**Page excerpt**:
25 years is sentence for NLR man in DWI, hit-and-run collision

A 28-year-old North Little Rock man who inflicted brain-damaging and paralyzing injuries on a motorcyclist in a September drunken-driving hit-and-run collision was sentenced to 25 years in prison on Monday.

Nathan Michael Ray pleaded guilty to felony charges of first-degree battery and leaving the scene of an injury accident along with misdemeanor counts of second-offense driving while intoxicated and driving on a suspended license, as more than 100 of 29-year-old Trevor Joel Ware’s friends and family looked on.

Ray pleaded guilty in exchange for prosecutors recommending the 25-yearprison term imposed by Pulaski County Circuit Judge Barry Sims. Deputy prosecutor Luke Daniel told the judge Ray was drunk when he rear-ended Ware’s motorcycle in a late-night collision on Interstate 40 East in North Little Rock, knocking the victim into the road.

The motorcycle was wedged underneath Ray’s borrowed 2004 Mercedes Benz, but Ray kept driving, Daniel said. Ray took the JFK Boulevard exit, which was about 340 feet from where he hit Ware, but didn’t stop until he reached intersection of Pine and A streets. There, he dislodged the bike before driving home, according to Daniel. An arrest report said strands of Ware’s hair were found on the Mercedes’ windshield, and police seized a bloody shirt from Ray’s home.

The collision came just before the seventh anniversary of Ray’s 2005 conviction in Indiana for a fatal drunken-driving crash in that state, according to Indiana prison records. The records also show he was convicted of another felony drunken-driving offense in Indiana in 2011. Both times, he was sentenced to prison.

Ray, through his attorneys Jack Lassiter and Virgil Young Jr., declined an opportunity to address the court. Ware was recuperating from his fourth surgery related to the collision and was too ill to attend the hearing. His mother, Pamela Ware, bluntly assessed Ray’s actions before the court.

(Items in a dataset)
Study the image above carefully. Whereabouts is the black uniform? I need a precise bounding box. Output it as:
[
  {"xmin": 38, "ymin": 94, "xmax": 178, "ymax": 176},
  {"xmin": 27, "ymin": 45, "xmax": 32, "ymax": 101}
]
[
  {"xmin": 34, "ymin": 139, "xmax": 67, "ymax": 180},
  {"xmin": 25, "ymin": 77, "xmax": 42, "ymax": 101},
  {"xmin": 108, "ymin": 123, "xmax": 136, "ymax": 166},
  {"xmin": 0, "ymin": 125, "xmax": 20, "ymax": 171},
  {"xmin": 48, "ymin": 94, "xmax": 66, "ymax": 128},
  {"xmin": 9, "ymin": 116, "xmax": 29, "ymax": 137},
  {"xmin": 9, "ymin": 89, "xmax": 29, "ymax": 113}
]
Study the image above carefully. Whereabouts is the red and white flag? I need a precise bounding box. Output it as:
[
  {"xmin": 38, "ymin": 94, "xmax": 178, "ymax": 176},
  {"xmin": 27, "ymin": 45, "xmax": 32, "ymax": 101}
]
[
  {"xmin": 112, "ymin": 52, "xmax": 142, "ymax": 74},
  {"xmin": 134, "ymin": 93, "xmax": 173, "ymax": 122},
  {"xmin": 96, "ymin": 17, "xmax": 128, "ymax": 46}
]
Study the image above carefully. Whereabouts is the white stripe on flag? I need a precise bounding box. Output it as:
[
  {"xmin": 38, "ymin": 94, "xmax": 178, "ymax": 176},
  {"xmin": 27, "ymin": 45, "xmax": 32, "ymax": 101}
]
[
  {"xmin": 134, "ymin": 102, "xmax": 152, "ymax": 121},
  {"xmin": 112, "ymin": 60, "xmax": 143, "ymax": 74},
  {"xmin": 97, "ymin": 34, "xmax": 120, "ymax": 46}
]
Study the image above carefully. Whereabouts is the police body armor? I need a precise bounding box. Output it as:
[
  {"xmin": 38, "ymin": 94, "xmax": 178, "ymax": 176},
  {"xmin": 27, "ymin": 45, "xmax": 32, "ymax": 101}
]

**What this exercise asks**:
1. In the news article, which exit did Ray take after hitting the motorcycle?
2. Carry on the news article about the hit-and-run sentencing from its last sentence.
The material above is separate from the news article and unrelated to it.

**Results for the exercise**:
1. He took the JFK Boulevard exit.

2.
“You left him to die,” Ware said, saying that the crash had not only physically devastated her oldest son but also financially ruined him with more than $400,000 in medical bills. “He’s scared about the future.”

Ware’s best hope of recovery will require physical, occupational and speech therapies he can’t afford and Medicaid won’t pay for, she said.

Her son had been proudly independent before the crash, training himself how to be a mechanic, she said. He rebuilt and sold vintage motorcycles, selling them to finance his love of travel, she said. Ware was also a writer, artist and self-taught musician, she said. He played bass guitar in a local indie rock band, Grand Serenade, which was just starting to enjoy some success when he was injured, she said.

But his injuries, partial paralysis on his left side and a brain injury that required part of his skull to be replaced with titanium mesh, have put him in a wheelchair, damaged his memory and require him to need around-the-clock care for routine living activities, she said. Ware said she had to move back to Little Rock from Colorado to help take care of him.

“It’s all because of someone else’s selfish, reckless and criminal choices,” Pamela Ware said.

She and her son are also pursuing a civil suit against Ray and his parents, Michael and Talena Ray of Sherwood, court filings show. Michael Ray owned the Mercedes his son was driving when he struck Ware, according to arrest reports.